Texte du document:
>>

# Monter/rentrer, en/dans/sur la voiture (Automobile familiale)



## Corsicum

Monter/rentrer, en/dans/sur la voiture(Automobile familiale)
Monter *en* voiture
Monter *sur* la voiture
Entrer *dans* la voiture
Les clefs ont été oubliées *sur* la voiture donc à l’extérieur, *sur* le toit de la voiture.
Les clefs ont été oubliées *dans* la voiture donc à l’intérieur, *sur *un siége. 

Grazie


----------



## itka

_salire in macchina
salire sulla macchina_

Les clefs ont été oubliées *sur* la voiture donc à l’extérieur, *sur* le toit de la voiture.
_Le chiave sono state dimenticate sulla macchina, quindi fuori della macchina, sul tetto della macchina._
Les clefs ont été oubliées *dans* la voiture donc à l’intérieur, *sur *un siége.

<<

Liste des enregistrements:

>>

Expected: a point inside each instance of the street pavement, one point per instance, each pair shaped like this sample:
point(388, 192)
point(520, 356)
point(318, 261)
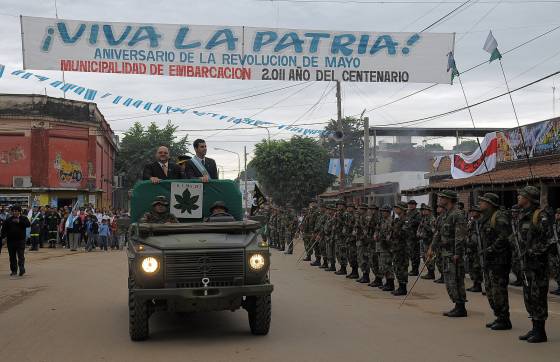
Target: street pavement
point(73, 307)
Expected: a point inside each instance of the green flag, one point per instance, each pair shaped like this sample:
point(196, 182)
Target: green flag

<<
>>

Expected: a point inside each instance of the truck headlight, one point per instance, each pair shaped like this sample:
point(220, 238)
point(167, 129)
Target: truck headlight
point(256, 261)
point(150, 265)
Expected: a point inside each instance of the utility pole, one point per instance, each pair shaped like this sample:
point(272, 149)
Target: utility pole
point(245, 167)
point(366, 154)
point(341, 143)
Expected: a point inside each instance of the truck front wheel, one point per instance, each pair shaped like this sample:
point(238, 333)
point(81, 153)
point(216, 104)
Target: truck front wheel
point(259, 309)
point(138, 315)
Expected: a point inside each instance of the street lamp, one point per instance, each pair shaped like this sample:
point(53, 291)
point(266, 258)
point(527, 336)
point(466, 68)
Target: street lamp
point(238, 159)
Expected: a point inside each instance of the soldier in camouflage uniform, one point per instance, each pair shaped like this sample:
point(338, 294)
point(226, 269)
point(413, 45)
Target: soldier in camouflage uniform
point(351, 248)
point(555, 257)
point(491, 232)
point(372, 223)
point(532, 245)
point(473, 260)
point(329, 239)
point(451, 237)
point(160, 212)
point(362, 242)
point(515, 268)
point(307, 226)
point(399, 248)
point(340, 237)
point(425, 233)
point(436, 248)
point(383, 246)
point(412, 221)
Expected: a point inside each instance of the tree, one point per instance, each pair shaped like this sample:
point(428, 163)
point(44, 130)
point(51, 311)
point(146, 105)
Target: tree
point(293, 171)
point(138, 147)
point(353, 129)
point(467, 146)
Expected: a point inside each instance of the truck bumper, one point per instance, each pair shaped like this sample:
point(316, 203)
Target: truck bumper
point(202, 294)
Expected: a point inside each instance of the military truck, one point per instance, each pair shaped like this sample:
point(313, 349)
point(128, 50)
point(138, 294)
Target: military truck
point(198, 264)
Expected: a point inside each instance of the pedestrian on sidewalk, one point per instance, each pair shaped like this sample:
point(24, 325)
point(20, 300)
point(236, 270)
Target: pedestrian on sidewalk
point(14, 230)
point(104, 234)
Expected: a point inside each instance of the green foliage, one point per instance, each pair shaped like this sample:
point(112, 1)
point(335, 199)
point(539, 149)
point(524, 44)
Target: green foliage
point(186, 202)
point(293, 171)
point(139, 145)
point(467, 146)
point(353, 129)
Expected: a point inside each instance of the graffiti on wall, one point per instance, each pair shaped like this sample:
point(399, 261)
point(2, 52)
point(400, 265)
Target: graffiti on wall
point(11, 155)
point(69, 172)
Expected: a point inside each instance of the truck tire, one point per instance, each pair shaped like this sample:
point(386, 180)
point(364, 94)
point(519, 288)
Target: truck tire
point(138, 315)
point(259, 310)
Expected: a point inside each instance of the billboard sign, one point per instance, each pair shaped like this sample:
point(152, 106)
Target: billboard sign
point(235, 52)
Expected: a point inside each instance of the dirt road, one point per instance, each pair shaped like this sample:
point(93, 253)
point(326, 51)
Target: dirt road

<<
>>

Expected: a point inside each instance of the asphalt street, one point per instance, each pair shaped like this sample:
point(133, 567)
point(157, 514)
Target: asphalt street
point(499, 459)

<<

Exercices à faire:
A - Dans le fil de discussion sur les prépositions employées avec « voiture », où se trouvent les clefs oubliées « sur la voiture » ?
B - Rédigez la suite du fil de discussion sur les prépositions employées avec « voiture », après sa dernière phrase.
Les enregistrements n'ont aucun rapport avec le texte.

Réponses rédigées:
A - Elles sont à l'extérieur, sur le toit de la voiture.

B -
_Le chiave sono state dimenticate nella macchina, quindi dentro alla macchina, su un sedile._

Questo sono le mie proposte ma, come sempre, meglio aspettare gli Italiani !


----------



## Necsus

itka said:


> _salire in macchina_
> _salire sulla macchina_
> _entrare in macchina/auto_
> 
> Les clefs ont été oubliées *sur* la voiture donc à l’extérieur, *sur* le toit de la voiture.
> _Le chiav*i* sono state dimenticate sulla macchina, quindi fuori della macchina, sul tetto della macchina._
> Les clefs ont été oubliées *dans* la voiture donc à l’intérieur, *sur *un siége.
> _Le chiav*i* sono state dimenticate nella macchina, quindi dentro alla macchina, su un sedile._
> 
> Quest*e* sono le mie proposte ma, come sempre, meglio aspettare gli *i*taliani !


Pratiquement parfait...!


----------



## itka

Merci Nec ! Pourquoi faut-il que je laisse toujours tant d'étourderies !


----------



## pennak

io direi "sul tettuccio della macchina", il tetto è solo quello delle case.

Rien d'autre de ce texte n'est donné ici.